• WRITTEN PROBLEM:
Find every line in the items that contains the string "green" and copy each such line. Treat the match as case-sensitive.

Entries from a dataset

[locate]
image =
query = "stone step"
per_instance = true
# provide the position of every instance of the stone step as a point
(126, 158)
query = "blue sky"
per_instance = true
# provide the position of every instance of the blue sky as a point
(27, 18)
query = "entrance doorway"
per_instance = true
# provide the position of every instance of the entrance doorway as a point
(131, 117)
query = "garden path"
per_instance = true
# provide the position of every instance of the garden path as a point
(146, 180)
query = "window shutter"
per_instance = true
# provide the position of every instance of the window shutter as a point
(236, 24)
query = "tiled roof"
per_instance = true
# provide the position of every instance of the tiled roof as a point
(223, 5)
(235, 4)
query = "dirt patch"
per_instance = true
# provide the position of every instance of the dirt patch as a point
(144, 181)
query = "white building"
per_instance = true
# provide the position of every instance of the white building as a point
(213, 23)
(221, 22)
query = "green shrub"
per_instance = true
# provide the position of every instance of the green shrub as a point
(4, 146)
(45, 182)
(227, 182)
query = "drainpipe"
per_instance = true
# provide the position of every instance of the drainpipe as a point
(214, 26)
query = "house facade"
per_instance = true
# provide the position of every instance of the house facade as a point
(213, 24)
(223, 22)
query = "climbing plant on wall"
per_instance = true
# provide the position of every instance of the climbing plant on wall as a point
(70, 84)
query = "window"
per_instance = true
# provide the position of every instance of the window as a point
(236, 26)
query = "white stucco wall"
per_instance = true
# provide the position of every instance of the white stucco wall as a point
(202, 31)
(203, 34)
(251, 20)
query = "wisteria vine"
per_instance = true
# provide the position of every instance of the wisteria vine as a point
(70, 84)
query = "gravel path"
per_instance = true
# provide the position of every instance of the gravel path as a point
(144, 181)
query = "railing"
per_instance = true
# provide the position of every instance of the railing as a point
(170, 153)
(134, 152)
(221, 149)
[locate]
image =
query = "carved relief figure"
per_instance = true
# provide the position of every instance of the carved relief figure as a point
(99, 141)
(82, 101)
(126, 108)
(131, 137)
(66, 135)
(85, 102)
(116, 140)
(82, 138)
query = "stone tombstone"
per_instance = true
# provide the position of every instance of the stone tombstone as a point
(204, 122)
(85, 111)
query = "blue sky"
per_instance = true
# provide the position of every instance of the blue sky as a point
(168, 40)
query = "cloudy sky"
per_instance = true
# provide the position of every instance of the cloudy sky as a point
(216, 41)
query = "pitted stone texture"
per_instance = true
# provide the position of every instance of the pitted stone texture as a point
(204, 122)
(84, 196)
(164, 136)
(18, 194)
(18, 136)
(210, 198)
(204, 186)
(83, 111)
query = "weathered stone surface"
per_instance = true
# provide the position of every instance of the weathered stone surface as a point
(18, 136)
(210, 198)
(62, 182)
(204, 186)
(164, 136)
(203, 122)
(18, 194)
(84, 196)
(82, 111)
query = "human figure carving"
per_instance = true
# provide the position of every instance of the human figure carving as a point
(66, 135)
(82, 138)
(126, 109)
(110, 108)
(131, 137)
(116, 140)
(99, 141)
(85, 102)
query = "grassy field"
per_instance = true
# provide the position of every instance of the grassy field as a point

• ANSWER IN FULL:
query = "green shrub"
# provide the position of every instance of the green shrub as a point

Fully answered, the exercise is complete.